- [Problem details] Give back every entry, copied exactly.

- [Listed entries]
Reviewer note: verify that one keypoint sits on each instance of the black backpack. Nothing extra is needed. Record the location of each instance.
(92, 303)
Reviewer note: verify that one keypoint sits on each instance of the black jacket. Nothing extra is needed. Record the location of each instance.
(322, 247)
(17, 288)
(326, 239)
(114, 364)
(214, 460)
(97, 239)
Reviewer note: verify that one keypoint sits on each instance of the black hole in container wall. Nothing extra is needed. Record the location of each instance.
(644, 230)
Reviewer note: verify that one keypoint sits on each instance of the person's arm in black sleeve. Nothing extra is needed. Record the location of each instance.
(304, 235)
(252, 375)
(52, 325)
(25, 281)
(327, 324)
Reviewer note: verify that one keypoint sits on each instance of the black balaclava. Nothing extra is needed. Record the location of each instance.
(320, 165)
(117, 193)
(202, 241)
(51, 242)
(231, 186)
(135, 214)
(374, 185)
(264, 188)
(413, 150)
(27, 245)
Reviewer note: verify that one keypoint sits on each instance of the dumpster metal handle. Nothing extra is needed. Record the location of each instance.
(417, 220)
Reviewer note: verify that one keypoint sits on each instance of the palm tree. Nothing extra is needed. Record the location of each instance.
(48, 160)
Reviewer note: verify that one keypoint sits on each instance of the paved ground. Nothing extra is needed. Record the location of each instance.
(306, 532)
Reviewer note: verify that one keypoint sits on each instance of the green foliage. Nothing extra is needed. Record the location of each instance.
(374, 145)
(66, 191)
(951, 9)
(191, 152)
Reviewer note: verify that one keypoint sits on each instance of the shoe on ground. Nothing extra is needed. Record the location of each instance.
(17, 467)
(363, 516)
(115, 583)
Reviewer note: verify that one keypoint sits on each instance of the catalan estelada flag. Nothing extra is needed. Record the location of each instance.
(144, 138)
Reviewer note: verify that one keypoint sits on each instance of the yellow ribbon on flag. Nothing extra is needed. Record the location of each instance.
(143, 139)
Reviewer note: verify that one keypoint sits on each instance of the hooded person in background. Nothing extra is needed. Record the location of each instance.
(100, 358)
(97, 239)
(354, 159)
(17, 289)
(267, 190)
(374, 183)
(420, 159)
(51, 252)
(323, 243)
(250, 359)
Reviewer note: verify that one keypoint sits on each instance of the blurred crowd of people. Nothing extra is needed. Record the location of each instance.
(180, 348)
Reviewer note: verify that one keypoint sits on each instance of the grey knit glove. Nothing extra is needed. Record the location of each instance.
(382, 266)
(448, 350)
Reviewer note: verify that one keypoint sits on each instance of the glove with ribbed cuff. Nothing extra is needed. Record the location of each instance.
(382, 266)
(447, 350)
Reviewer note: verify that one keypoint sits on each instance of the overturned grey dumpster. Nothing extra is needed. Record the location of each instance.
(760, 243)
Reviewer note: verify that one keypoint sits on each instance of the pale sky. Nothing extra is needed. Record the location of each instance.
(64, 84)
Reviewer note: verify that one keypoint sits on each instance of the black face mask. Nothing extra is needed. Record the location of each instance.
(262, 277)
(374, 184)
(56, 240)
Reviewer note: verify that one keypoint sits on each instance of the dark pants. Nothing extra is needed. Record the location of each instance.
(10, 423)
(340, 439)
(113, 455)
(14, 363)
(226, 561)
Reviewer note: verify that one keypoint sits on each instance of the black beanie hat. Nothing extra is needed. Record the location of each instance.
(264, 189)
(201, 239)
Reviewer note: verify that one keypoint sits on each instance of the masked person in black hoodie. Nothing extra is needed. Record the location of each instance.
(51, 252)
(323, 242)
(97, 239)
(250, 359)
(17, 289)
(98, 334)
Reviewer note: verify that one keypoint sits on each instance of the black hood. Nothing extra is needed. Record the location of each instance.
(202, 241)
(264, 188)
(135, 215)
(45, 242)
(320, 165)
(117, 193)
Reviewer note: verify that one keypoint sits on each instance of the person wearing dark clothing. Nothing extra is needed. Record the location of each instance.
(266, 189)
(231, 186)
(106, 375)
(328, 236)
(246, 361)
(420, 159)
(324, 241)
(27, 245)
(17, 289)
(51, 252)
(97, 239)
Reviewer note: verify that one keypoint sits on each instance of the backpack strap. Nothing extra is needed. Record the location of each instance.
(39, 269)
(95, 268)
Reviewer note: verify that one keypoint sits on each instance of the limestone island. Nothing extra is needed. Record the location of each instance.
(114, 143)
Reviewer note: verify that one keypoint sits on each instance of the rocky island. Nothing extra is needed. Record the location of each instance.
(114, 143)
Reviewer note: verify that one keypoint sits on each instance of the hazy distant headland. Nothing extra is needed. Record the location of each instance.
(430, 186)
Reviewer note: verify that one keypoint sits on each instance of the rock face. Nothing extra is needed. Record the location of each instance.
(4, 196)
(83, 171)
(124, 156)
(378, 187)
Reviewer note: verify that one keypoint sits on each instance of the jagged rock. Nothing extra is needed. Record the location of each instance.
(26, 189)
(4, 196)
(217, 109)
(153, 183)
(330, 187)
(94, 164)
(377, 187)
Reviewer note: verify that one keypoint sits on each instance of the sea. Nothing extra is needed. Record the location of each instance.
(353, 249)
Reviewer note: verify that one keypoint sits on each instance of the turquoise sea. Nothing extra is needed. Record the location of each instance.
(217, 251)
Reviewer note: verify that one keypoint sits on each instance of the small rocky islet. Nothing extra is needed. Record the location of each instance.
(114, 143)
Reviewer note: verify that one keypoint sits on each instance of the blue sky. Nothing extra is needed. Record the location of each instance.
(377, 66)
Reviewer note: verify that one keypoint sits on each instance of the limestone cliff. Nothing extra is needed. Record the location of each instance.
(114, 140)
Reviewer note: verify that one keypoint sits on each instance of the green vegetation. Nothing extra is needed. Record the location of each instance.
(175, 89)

- [Answer to this exercise]
Reviewer note: verify that one keypoint sits on each instance of the black backpack. Nothing extra is needed. Record the location of each instance.
(92, 303)
Reviewer note: verify that one keypoint sits on each instance of the black jacket. Nothing extra is needed. Record the location of each instance.
(322, 247)
(17, 288)
(326, 239)
(114, 364)
(214, 460)
(97, 239)
Reviewer note: verify that one keypoint sits on each instance of the black hole in container wall. Nothing extra is needed. Record the location of each instance.
(644, 230)
Reviewer note: verify that one keypoint sits on each instance of the person's arm in black sleeve. Nothing extra is needed. Record the location of each instance.
(304, 235)
(252, 375)
(52, 325)
(25, 281)
(327, 324)
Reviewer note: verify that one keypoint sits on each instance of the black balaclava. Nothing extra is needed. Record the location of each instance.
(320, 165)
(117, 193)
(202, 241)
(51, 242)
(231, 186)
(135, 214)
(374, 185)
(264, 188)
(413, 150)
(27, 245)
Reviewer note: verify that one keypoint sits on each instance of the dumpster metal handle. Nothing extra is needed. Record the location of each instance.
(417, 220)
Reviewer note: verify that one keypoint sits on each instance of the palm tree. Nothing extra is needed. Record the location of each instance.
(48, 160)
Reviewer note: verify that one keypoint sits on each instance of the paved ground. Nothing extra is needed. Record the location of each instance.
(306, 532)
Reviewer note: verify that one keypoint sits on each instance of the green foliage. Nothing extra is needed. Record the location of each instance.
(374, 145)
(66, 191)
(951, 9)
(191, 152)
Reviewer note: verify that one keypoint sits on each instance of the shoe on ground. Nothing extra is needed. Record the location of each instance.
(17, 467)
(363, 516)
(115, 583)
Reviewer note: verify that one keypoint sits on each instance of the catalan estelada flag. Nothing extra is needed. Record the location of each instance.
(144, 138)
Reviewer note: verify that one keypoint sits on each instance of the yellow ribbon on flag. Nothing extra is needed. Record the location of each instance.
(143, 139)
Reviewer note: verify that one keypoint sits on each instance of the hooded person in background. Nothing extra is needed. Record the location of each instance.
(100, 358)
(97, 239)
(354, 159)
(17, 289)
(267, 190)
(374, 183)
(420, 159)
(51, 252)
(323, 243)
(250, 359)
Reviewer note: verify that one keypoint sits on each instance of the blurred crowd of people. Nothing extra is needed. Record the location of each instance.
(180, 348)
Reviewer note: verify that one keypoint sits on each instance of the grey knit glove. Nothing extra is needed. Record the location of each instance.
(382, 266)
(448, 350)
Reviewer note: verify that one keypoint sits on each instance of the glove with ribbed cuff. Nothing extra is needed. Record the location of each instance.
(382, 266)
(447, 350)
Reviewer note: verify that one keypoint sits on each instance of the overturned grey dumpster. Nothing extra is needed. Record the location of each instance.
(760, 243)
Reviewer note: verify that one keypoint sits on each instance of the pale sky. Nothing extra is needed. Record the location of each instance.
(64, 84)
Reviewer note: verify that one keypoint sits on each instance of the black face mask. Nothing extra is needed. Record the location of each instance.
(262, 277)
(374, 184)
(56, 240)
Reviewer note: verify that one keypoint sits on each instance of the dark pants. Nothing extra is needed. Record the location of each instance.
(10, 423)
(340, 439)
(113, 455)
(14, 363)
(226, 561)
Reviewer note: verify that one keypoint sits on each instance of the black beanie hat. Nothing extra is needed. Record the location of each instance.
(264, 189)
(201, 239)
Reviewer note: verify that one keypoint sits on each instance of the masked person in black hoodie. Nothing extra is needed. Record the location of each instance.
(51, 252)
(323, 242)
(97, 239)
(250, 359)
(17, 289)
(98, 334)
Reviewer note: verify that one keypoint sits on each instance of the black hood. Nothing extra is needed. Record the location of each instance.
(202, 241)
(264, 188)
(135, 215)
(45, 242)
(320, 165)
(117, 193)
Reviewer note: verify that one keypoint sits on each instance of the person wearing dark clothing. Nothing extra is needed. Record the location of each instance.
(266, 189)
(231, 186)
(106, 375)
(328, 236)
(246, 361)
(420, 159)
(324, 241)
(27, 245)
(17, 289)
(51, 252)
(97, 239)
Reviewer note: verify that one keypoint sits on each instance of the backpack strap. Nothing extra is needed. Record the location of each instance.
(39, 269)
(95, 268)
Reviewer note: verify that one keypoint sits on each instance of the limestone island. Nothing extra is needed. Record the location of each instance.
(114, 143)
Reviewer note: verify that one keypoint sits on each instance of the rocky island. Nothing extra is needed. Record the location of each instance.
(114, 143)
Reviewer note: verify that one keypoint sits on each instance of the hazy distant headland. Nothing extra is needed. Record the location of each instance.
(430, 186)
Reviewer note: verify that one keypoint sits on each instance of the rock face. Nothing extra is needed. Record the location of each instance.
(4, 196)
(83, 171)
(124, 156)
(378, 187)
Reviewer note: verify that one keypoint sits on each instance of the jagged rock. Nothing extra is needed. Record the location of each instance.
(26, 189)
(4, 196)
(217, 109)
(153, 183)
(330, 187)
(94, 164)
(377, 187)
Reviewer note: verify that one keypoint sits on each instance of the sea. Nothing extra is needed. Record the location of each instance.
(353, 249)
Reviewer note: verify that one keypoint sits on each instance of the turquoise sea. Nothing extra is needed. Record the location of each instance.
(217, 251)
Reviewer note: verify that one keypoint sits on each instance of the small rocky islet. Nothing extra is needed. Record the location of each instance.
(114, 143)
Reviewer note: verify that one keypoint sits on each instance of the blue sky. Nothing extra is needed. Record the location of each instance.
(377, 66)
Reviewer note: verify that one keypoint sits on each instance of the limestone cliff. Nothing extra is needed. Record the location of each instance.
(114, 140)
Reviewer note: verify that one keypoint sits on each instance of the green vegetation. Nothing extra is needed. Record the location of each instance.
(175, 89)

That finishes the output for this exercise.